• What needs to be done:
Repeat exactly the lines from the first line of the records through the line containing "form [965, 490].", and nothing more.

• Saved entries:
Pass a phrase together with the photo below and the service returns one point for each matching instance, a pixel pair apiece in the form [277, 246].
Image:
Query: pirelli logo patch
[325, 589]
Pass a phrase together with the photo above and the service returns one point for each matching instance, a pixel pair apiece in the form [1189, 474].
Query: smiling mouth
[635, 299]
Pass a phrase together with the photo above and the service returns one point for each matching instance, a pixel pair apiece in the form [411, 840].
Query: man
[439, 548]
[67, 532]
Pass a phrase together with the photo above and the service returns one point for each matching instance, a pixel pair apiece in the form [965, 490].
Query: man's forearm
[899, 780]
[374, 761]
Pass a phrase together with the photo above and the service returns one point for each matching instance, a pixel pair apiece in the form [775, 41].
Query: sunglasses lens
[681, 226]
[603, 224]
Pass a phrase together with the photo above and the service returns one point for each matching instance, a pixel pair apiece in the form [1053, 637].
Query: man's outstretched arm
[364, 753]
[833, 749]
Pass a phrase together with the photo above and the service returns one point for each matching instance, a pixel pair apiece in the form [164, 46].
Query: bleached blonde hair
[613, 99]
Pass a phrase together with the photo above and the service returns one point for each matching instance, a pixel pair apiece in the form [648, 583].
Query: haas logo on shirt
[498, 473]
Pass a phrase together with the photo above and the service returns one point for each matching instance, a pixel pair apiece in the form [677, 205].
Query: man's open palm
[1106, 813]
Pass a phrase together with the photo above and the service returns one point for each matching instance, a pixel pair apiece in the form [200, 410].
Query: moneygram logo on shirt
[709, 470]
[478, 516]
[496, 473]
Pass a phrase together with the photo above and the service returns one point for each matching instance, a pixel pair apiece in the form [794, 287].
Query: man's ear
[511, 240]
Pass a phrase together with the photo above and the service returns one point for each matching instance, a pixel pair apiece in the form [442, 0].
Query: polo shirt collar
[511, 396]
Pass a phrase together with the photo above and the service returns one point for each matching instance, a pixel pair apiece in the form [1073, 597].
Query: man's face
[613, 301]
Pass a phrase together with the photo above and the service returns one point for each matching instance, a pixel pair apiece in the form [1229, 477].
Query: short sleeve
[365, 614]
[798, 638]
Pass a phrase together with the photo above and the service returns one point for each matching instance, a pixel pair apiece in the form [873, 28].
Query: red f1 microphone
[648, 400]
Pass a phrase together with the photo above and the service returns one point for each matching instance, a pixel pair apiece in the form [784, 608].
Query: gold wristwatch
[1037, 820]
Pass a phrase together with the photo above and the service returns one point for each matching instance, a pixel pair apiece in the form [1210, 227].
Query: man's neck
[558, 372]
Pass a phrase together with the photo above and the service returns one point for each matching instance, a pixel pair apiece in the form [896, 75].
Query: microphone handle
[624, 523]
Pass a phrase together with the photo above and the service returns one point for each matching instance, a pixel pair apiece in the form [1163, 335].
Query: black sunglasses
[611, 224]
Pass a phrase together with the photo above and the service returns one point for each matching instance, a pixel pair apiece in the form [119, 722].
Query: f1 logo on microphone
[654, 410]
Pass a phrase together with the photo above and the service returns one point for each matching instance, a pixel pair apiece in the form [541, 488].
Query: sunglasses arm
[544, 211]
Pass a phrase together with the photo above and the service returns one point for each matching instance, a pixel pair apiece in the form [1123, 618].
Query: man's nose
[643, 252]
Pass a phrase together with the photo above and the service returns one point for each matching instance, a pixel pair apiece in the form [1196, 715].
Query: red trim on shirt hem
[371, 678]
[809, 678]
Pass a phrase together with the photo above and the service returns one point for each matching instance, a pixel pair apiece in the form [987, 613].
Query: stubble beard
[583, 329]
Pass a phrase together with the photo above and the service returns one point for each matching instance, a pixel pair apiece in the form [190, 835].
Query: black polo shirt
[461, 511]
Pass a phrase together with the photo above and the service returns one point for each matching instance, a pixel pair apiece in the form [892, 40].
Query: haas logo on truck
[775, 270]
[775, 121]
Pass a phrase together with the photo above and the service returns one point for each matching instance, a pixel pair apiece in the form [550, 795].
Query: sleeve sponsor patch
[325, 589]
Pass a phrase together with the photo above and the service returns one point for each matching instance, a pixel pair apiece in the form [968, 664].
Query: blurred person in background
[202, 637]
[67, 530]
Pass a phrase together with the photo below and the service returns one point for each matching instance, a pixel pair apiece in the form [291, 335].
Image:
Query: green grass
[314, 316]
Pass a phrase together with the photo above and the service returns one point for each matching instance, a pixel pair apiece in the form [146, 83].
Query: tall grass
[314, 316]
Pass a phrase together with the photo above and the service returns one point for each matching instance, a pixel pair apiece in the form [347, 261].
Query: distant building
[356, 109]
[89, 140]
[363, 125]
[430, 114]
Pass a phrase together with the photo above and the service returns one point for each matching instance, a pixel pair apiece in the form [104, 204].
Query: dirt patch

• Task solution:
Pass a phrase together with the photo below and the service returns one point for each matching instance, a pixel pair apiece in the form [277, 246].
Image:
Query: pirelli logo patch
[325, 589]
Pass a phrase together with the photo above and the service returns one point for each matching instance, a pixel pair apiece in the form [1189, 474].
Query: smiling mouth
[635, 299]
Pass a phrase together with the photo above and the service returns one point for each matching instance, a pixel pair apiece in the form [411, 840].
Query: man
[439, 548]
[67, 532]
Pass a phrase together with the photo above and the service returns one point for each matching instance, a pixel pair apiece in the form [965, 490].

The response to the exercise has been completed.